A Levy is a
legal seizure of your property that is used to satisfy a tax debt
and is a method the IRS uses to collect back taxes
that are not paid voluntarily. This means they
can legally, confiscate (take) property to satisfy a
tax debt.
IRS levies
may be used to attach wages, salaries, commissions,
rental income, bank accounts, social security
benefits, retirement income, state tax refunds,
dividends, stocks, bonds, accounts receivable,
surrender value of life insurance, cars, boats,
household items and anything else you may own.
In essence, if you own it they have the authority to
file a levy and take it, with few exceptions.
The IRS is
usually required to make a tax assessment, send the
tax debtor a notice that will include the tax bill, a
demand for payment a statement of the intent to levy,
and an explanation of an individual's Collection Due
Process rights 30 days prior to levy.
Levies against
bank accounts and are used to confiscate the lesser of
the total amount due or 100 percent of the balance in
the account on the day that the bank receives
notification. Post bank notification date
deposits, are not subject to confiscation.

→ Problems and tasks
1 > Based on the passage on IRS levies, decide whether each statement agrees with it: (a) the IRS usually sends the tax debtor a notice 30 days before a levy; (b) deposits made after the bank is notified can be confiscated; (c) social security benefits can be attached by a levy. Answer yes or no for each, quoting the deciding words.
2 > According to the passage on IRS levies, how much does a levy against a bank account take?
3 > Continue the passage on IRS levies from its last sentence.
The data after this point has no connection to the passage on IRS levies.

→ Dataset content

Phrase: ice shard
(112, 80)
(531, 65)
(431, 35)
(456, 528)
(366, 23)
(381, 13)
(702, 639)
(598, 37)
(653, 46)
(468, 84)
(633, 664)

→ Solved tasks
1 >
(a) Yes: "30 days prior to levy."
(b) No: "Post bank notification date deposits, are not subject to confiscation."
(c) Yes: "social security benefits"

2 > It takes the lesser of the total amount due or 100 percent of the account balance on the day the bank receives notification.

3 >
The 1997
Taxpayer Relief Act authorizes the Internal Revenue
Service (IRS) to collect overdue federal tax debts of
individuals and businesses that receive federal
payments, by levying up to 15% of each payment until
the debt is paid in full.
Generally, IRS
tax levies will be released:
-
If you
pay the back tax debt including the interest and
penalties in full,
-
If
the 10 year statute of limitations for collections
has elapsed,
-
If
you enter into an installment agreement,
-
If
you submit an offer in compromise proposal,
-
If
the levy will create a hardship that is expected
to deprived you of basic living necessities.
-
If
you can show that releasing the attached property
is in the best interest of the government.
-
If
assessments were made and an attachment was filed
after the date of petition for bankruptcy.
-
If
IRS tax levies result from a married filing
joint return, you may be eligible for innocent
spouse relief. If your wages or refunds have
been levied or confiscated to satisfy the
liability of a spouse and the debt is not
associated with a joint return, you may be
eligible for injured spouse relief, and
-
At times if,
you make an agreement to file back tax returns and
expect to have no tax liability.
The release of a
levy is usually only a temporary solution and
available remedies should be explored to reduce or
eliminate the root cause of the levy by amending or
filing back tax returns, or submitting an offer in
compromise, innocent or injured spouse or
installment agreement proposal.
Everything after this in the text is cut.